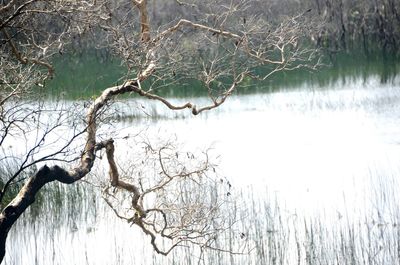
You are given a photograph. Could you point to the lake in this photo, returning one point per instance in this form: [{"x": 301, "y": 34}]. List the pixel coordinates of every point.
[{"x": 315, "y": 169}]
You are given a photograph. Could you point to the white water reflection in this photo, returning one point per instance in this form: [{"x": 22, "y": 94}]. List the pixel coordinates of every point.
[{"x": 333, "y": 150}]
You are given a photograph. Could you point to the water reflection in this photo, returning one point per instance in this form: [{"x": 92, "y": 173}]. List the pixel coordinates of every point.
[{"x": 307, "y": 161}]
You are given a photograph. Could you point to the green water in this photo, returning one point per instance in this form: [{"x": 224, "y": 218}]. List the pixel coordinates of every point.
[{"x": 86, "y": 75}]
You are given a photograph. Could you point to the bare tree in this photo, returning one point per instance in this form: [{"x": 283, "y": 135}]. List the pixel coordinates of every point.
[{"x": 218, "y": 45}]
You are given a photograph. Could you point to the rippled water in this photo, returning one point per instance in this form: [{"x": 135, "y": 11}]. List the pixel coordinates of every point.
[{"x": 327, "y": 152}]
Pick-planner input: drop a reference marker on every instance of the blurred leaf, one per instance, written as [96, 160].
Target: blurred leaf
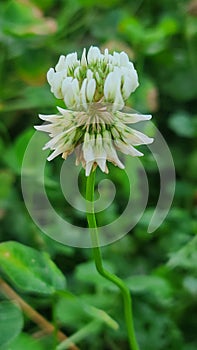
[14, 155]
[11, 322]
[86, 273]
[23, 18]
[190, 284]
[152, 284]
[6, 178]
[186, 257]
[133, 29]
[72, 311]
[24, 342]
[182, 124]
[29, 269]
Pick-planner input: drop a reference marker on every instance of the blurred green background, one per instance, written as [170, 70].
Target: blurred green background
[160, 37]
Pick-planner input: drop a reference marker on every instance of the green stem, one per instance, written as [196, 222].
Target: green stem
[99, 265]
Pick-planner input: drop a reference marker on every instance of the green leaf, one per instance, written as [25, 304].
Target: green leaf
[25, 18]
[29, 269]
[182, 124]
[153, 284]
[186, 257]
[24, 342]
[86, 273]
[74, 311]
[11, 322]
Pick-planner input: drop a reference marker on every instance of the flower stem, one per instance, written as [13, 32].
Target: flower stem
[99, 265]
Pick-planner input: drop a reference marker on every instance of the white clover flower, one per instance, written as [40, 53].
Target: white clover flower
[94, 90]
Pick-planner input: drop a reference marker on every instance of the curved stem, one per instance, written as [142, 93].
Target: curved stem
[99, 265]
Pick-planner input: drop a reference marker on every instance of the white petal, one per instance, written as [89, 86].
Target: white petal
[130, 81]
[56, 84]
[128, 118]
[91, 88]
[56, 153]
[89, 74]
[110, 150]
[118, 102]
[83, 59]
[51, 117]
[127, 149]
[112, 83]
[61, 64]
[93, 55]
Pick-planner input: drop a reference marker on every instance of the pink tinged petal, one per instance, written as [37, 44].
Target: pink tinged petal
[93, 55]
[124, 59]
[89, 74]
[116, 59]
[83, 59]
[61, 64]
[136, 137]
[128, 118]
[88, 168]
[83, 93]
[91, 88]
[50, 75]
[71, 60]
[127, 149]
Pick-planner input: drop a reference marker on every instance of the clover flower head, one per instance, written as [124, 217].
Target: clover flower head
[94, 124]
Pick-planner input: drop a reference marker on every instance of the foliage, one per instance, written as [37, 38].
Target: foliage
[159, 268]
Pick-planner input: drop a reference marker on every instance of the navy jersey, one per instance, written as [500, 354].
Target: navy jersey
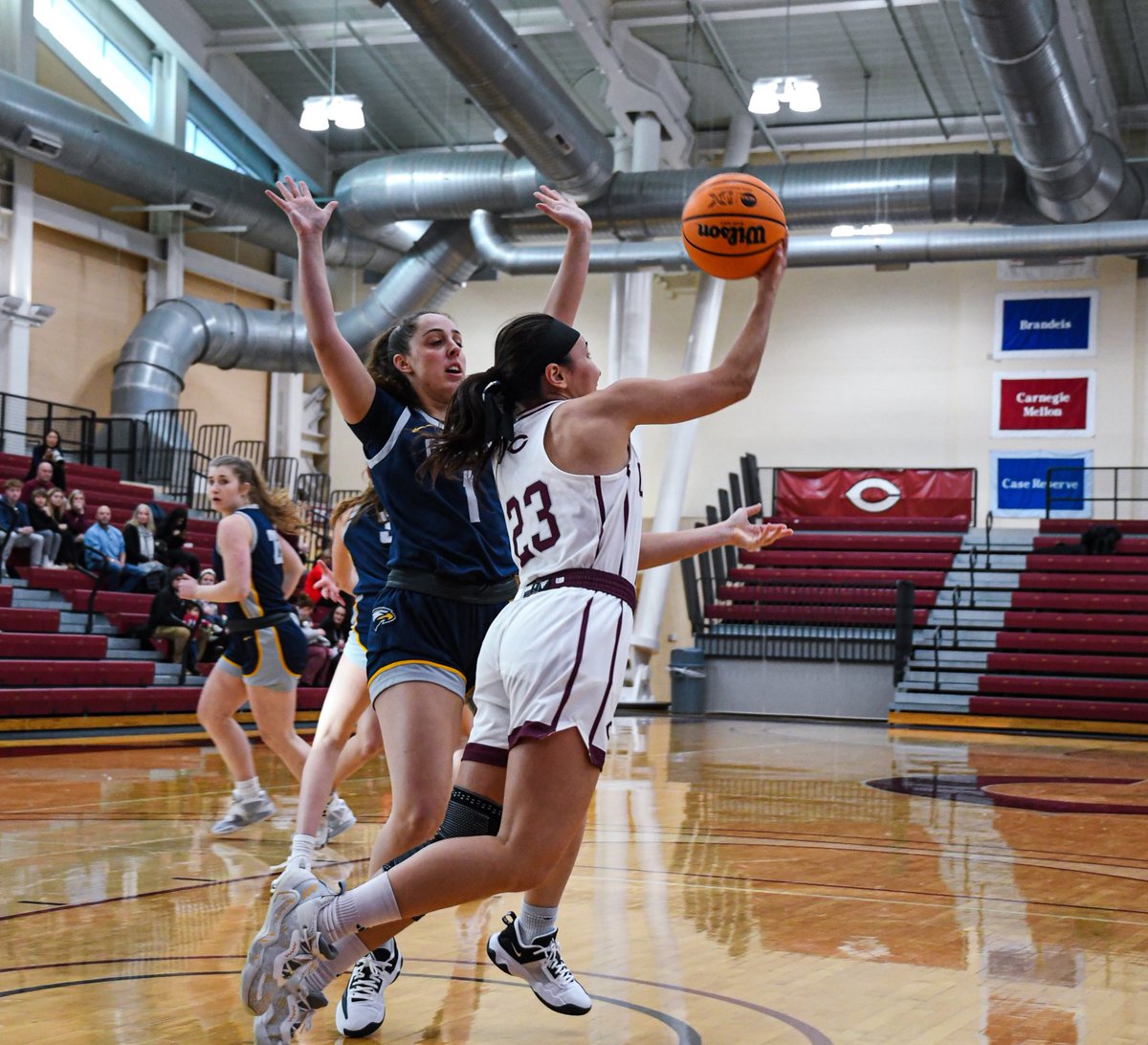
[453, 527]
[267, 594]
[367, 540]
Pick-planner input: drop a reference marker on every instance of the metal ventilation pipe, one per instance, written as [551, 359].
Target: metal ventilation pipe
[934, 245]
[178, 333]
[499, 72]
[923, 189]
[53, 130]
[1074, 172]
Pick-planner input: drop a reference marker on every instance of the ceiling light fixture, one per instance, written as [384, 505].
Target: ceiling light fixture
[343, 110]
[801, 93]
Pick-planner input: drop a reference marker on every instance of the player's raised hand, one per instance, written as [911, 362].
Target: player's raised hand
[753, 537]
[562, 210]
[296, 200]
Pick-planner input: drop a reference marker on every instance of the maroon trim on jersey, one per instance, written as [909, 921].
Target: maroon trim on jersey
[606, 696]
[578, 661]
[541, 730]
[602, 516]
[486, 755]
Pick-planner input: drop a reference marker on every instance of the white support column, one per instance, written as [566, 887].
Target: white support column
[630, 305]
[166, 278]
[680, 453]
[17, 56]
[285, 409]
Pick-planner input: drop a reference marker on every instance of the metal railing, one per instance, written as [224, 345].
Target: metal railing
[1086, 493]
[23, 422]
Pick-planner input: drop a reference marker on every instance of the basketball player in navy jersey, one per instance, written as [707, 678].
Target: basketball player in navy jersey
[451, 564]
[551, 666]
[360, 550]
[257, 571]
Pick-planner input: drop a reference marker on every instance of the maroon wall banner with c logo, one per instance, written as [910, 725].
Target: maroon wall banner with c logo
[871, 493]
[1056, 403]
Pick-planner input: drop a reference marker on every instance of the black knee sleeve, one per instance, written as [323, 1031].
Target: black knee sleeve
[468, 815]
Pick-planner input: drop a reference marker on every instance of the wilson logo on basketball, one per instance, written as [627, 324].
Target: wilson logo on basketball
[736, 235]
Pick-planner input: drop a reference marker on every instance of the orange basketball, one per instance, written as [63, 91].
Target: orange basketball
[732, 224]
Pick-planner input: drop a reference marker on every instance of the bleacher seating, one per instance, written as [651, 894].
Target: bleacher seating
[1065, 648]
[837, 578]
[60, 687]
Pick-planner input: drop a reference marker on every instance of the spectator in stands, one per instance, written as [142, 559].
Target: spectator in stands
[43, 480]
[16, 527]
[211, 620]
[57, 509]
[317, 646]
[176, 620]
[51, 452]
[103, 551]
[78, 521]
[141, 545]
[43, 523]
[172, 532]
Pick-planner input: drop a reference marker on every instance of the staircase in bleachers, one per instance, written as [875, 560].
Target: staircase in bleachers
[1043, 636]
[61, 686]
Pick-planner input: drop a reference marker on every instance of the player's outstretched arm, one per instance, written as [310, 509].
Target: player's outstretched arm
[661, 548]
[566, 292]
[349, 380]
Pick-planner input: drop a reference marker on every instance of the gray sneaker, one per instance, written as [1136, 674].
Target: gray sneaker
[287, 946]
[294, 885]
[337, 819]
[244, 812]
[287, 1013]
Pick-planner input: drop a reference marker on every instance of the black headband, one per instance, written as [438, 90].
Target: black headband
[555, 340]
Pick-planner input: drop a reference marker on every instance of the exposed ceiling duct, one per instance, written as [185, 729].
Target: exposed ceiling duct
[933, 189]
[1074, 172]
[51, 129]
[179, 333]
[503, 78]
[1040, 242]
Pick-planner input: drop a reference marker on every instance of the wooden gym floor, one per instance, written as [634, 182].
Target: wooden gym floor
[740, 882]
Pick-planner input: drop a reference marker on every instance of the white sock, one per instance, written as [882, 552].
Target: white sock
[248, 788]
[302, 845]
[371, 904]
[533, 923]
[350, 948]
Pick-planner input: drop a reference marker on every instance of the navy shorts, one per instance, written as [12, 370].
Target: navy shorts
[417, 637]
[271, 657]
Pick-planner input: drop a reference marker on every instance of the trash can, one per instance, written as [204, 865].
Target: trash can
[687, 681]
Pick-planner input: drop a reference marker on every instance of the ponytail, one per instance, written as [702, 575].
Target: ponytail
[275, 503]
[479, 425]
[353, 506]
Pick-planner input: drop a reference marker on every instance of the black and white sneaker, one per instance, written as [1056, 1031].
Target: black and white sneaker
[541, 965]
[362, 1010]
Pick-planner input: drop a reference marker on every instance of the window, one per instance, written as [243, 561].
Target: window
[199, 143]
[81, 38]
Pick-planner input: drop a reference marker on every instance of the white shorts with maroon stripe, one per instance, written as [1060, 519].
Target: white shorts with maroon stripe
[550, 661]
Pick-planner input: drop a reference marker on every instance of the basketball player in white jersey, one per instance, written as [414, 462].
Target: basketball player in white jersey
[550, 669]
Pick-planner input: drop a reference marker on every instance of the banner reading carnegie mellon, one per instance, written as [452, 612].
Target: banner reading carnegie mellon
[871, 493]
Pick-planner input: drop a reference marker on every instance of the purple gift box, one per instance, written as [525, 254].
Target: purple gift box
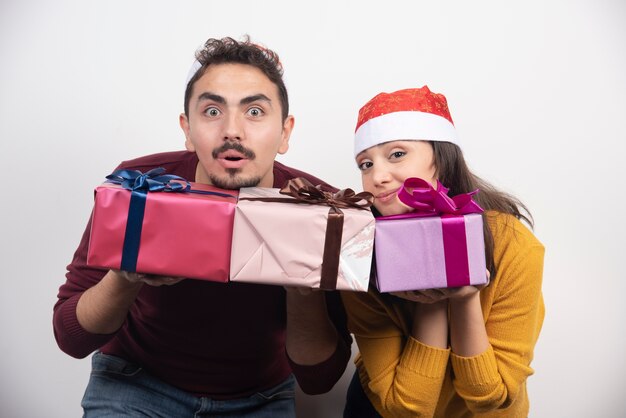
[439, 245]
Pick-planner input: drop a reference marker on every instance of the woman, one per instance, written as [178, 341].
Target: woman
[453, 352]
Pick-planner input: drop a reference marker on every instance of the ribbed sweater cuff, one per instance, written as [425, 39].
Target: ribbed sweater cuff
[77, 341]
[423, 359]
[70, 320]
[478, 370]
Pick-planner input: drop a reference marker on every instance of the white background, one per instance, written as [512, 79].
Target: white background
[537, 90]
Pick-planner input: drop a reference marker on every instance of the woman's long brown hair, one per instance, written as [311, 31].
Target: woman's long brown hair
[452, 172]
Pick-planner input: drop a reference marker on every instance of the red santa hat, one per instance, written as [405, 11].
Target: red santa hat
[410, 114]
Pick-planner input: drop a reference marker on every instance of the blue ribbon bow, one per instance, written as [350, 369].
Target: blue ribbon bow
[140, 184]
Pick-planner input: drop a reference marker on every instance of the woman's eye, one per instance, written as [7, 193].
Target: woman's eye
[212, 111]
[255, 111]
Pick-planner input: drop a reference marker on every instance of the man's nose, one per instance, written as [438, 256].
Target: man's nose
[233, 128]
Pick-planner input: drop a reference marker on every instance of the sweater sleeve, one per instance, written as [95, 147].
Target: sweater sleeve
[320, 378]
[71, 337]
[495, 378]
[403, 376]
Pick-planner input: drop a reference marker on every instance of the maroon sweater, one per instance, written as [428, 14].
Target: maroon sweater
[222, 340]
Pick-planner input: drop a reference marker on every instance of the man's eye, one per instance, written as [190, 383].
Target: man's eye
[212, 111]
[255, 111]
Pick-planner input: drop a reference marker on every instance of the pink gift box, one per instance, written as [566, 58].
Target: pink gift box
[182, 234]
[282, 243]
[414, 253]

********

PROBLEM DESCRIPTION | Could you rewrite the data from the line with "as [12, 370]." up to and including the line with "[362, 1010]" as a JSON list of strings, one string per line, leaving out any blank lines?

TASK ANSWER |
[
  "Pick-planner input: drop a reference marker on every instance of the navy shorts, one per instance, written as [12, 370].",
  "Target: navy shorts",
  "[417, 637]",
  "[271, 657]",
  "Pick-planner input: drop a reference marker on every instance of the trash can, one per instance, written as [204, 865].",
  "Target: trash can",
  "[687, 681]",
  "Pick-planner input: drop a reference marker on every instance of the ponytail, one per instance, written as [702, 575].",
  "Target: ponytail",
  "[275, 503]",
  "[479, 425]",
  "[353, 506]",
  "Pick-planner input: drop a reference marker on every instance of the black and white sneaker, one per instance, written as [1056, 1031].",
  "Target: black and white sneaker",
  "[541, 965]",
  "[362, 1010]"
]